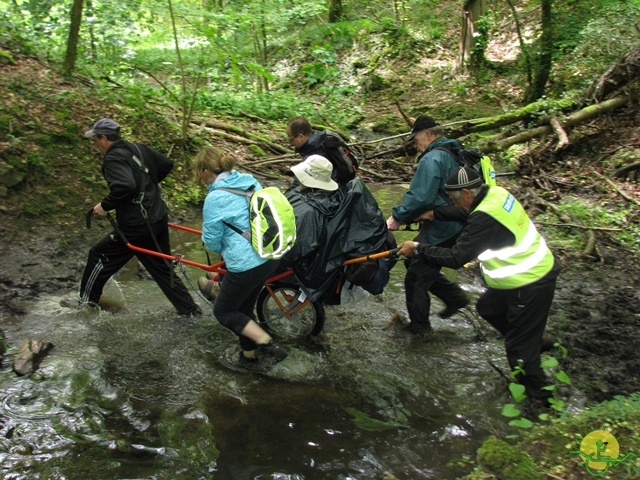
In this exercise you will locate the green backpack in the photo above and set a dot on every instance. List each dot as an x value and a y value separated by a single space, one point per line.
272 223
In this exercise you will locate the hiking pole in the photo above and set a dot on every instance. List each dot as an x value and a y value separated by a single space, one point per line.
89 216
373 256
........
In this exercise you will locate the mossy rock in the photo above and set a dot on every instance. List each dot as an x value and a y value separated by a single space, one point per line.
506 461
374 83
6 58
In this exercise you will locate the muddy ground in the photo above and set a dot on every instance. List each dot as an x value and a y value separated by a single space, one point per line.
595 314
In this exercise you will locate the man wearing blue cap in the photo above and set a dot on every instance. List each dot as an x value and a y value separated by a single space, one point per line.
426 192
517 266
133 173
........
Instruction: Count the lines of the entries that contain the string "space", treating uppercase and lowercase as different, and give only the number.

Solution for this exercise: 5